(Collected data)
Content starts
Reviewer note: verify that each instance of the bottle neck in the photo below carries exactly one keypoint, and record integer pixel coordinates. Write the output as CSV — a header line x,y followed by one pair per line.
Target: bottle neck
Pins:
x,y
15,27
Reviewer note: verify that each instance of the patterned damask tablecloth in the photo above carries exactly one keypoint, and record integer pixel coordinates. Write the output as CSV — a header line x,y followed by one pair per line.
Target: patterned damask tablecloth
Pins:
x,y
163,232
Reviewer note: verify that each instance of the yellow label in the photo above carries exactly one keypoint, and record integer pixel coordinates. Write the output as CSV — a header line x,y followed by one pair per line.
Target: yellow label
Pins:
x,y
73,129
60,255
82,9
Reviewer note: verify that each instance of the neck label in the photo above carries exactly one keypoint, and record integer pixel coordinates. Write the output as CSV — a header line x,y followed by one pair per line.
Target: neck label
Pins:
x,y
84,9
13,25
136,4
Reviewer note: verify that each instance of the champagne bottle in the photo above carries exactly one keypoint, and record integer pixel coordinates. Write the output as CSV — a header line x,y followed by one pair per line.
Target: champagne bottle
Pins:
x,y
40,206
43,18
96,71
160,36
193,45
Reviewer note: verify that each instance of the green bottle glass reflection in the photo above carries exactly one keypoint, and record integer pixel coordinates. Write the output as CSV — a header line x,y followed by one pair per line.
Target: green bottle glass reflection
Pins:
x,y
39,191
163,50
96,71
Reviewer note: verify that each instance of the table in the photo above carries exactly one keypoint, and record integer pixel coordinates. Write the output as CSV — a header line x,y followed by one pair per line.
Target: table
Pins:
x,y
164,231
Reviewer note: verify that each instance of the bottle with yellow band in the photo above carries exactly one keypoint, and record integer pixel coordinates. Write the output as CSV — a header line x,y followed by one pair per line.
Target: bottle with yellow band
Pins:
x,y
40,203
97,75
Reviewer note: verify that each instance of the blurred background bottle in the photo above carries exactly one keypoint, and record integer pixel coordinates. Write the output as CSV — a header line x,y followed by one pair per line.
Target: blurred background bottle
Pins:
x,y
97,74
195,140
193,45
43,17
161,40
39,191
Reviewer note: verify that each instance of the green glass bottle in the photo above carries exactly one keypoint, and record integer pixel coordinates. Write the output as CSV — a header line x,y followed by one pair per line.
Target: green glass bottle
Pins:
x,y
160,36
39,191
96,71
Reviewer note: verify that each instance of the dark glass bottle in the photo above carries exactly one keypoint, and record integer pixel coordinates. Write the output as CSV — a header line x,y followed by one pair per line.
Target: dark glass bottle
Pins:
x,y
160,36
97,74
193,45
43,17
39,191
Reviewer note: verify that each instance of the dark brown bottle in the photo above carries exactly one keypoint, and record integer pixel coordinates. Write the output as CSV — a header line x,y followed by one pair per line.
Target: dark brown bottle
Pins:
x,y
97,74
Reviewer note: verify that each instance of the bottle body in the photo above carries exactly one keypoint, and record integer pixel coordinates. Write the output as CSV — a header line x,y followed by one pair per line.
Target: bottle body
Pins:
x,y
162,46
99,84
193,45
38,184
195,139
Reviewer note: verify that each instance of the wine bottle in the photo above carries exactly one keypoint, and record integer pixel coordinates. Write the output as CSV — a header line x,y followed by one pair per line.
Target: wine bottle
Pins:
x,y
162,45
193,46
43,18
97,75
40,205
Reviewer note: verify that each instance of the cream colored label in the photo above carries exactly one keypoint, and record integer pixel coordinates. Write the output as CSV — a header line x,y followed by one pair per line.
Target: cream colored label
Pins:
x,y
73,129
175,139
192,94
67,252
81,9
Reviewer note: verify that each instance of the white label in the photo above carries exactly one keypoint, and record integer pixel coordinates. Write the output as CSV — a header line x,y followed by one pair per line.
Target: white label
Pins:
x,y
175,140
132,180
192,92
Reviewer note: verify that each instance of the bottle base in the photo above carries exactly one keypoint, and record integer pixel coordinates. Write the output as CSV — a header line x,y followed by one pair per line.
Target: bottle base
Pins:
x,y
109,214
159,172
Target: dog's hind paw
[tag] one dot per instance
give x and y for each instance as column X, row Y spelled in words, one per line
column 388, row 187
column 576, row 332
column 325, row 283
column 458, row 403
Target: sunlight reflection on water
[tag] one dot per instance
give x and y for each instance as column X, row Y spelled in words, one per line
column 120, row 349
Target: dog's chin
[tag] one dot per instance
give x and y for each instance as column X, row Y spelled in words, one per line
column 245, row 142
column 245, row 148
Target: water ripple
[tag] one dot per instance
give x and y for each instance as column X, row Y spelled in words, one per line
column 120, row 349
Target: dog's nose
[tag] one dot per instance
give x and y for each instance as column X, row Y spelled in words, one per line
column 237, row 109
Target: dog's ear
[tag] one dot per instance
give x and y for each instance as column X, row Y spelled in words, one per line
Content ends
:: TASK TO CARRY OUT ::
The data is to be given again in full, with every line exact.

:: EXPECTED OUTPUT ::
Reviewer note: verify that each instance of the bottle neck in the photo below carries exactly one keypoint, and record integer pixel coordinates. Write the output as CSV — a header line x,y followed by one pair per line.
Target: bottle neck
Pins:
x,y
15,27
Reviewer note: verify that each instance of the patterned damask tablecloth in the photo above carries exactly one keypoint, and record integer pixel coordinates. Write the output as CSV — a header line x,y followed by one pair per line.
Target: patterned damask tablecloth
Pins:
x,y
163,232
Reviewer note: verify that each instance of the yellow label in the photo above carries exactly one keypoint, and record integer pixel coordinates. Write the output as CSV — a header line x,y followed by one pair per line.
Target: yellow label
Pins:
x,y
73,129
60,255
82,9
Reviewer note: verify that each instance of the neck label in the photo above carries exactly one keypoint, and record integer pixel coordinates. Write the output as CSV — a header line x,y followed by one pair per line.
Target: neck label
Pins:
x,y
84,9
13,25
136,4
Reviewer note: verify that each instance of the champagne bottle in the photo above carries exactly one keypoint, and record integer pixel coordinates. Write the output as CSV — a header line x,y followed by one pair per line.
Target: champagne bottle
Pins:
x,y
40,206
43,18
96,71
160,36
193,45
Reviewer note: verify that each instance of the green bottle glass reflection in the photo above carries exactly one keypoint, and record integer pixel coordinates. Write the output as CSV — a header line x,y followed by one pair per line.
Target: green bottle glass reflection
Pins:
x,y
39,191
163,50
96,71
Reviewer note: verify that each instance of the table in the photo above carries exactly one keypoint, and record integer pixel coordinates. Write the output as CSV — a header line x,y followed by one pair per line.
Target: table
Pins:
x,y
164,231
Reviewer note: verify that each instance of the bottle with yellow band in the photo above carries exactly one keypoint, and record integer pixel coordinates. Write the output as CSV — a header line x,y followed by one pair per line.
Target: bottle with yellow band
Pins:
x,y
40,203
97,75
Reviewer note: verify that each instance of the blurred background bottle in the photo above carries exactly one keypoint, and record integer pixel coordinates. Write the output as CSV — a header line x,y followed by one pair per line.
Target: blurred background bottle
Pins:
x,y
97,74
195,140
193,45
43,17
161,40
39,191
Reviewer note: verify that each instance of the green glass bottle in the photo above carries exactly one keypoint, and record integer pixel coordinates. Write the output as CSV — a header line x,y followed by one pair per line.
Target: green glass bottle
Pins:
x,y
160,36
39,191
96,71
Reviewer note: verify that each instance of the dark glass bottle in the photo above carries exactly one keypoint, and record integer pixel coordinates. Write the output as CSV — a header line x,y followed by one pair per line.
Target: dark glass bottle
Pins:
x,y
160,36
97,74
193,45
43,17
39,191
Reviewer note: verify that each instance of the dark brown bottle in the photo above carries exactly one keypoint, and record integer pixel coordinates. Write the output as CSV — a header line x,y followed by one pair per line.
Target: dark brown bottle
Pins:
x,y
97,74
Reviewer note: verify that each instance of the bottle body in the photo above carries exactly one keypoint, and record integer pixel coordinates. Write the output as CSV — a header line x,y followed by one pair per line.
Target: bottle body
Pins:
x,y
162,46
99,84
193,45
38,184
195,139
Reviewer note: verify that each instance of the wine bottle in the photo above carries exactly one keypoint, and record integer pixel coordinates. Write the output as CSV — a header line x,y followed by one pair per line.
Target: wine bottle
Pins:
x,y
162,45
193,46
43,18
97,75
40,205
Reviewer note: verify that each instance of the cream colored label in the photo above carries exactly one keypoint, and record integer pixel coordinates. Write the output as CSV — a header line x,y followed by one pair per line.
Target: cream colored label
Pins:
x,y
73,129
175,139
192,94
67,252
81,9
Reviewer note: verify that each instance of the white label in the photo above carries exactly one keypoint, and record integer pixel coordinates. Write the output as CSV — a header line x,y followed by one pair per line.
Target: white label
Pins:
x,y
175,140
132,180
192,92
Reviewer note: verify that each instance of the bottle base in the photo above carries exactly one keypoint, and record integer pixel coordinates. Write the output as CSV — a header line x,y followed by one pair per line.
Target: bottle base
Pins:
x,y
109,214
159,172
Target: dog's hind paw
[tag] one dot per instance
give x and y for each instance as column X, row Y spelled in words, one per line
column 388, row 187
column 576, row 332
column 325, row 283
column 458, row 403
Target: sunlight reflection on water
[tag] one dot per instance
give x and y for each instance as column X, row Y spelled in words, one per line
column 120, row 349
Target: dog's chin
[tag] one dot per instance
give x and y for each instance as column X, row Y spelled in words, one per line
column 245, row 142
column 245, row 148
Target: water ripple
[tag] one dot per instance
give x and y for each instance as column X, row Y spelled in words, one per line
column 120, row 349
Target: dog's nose
[tag] one dot per instance
give x and y for each instance as column X, row Y spelled in words, one per line
column 237, row 109
Target: dog's ear
[tag] one dot per instance
give x and y for each instance as column X, row Y spelled in words, one per line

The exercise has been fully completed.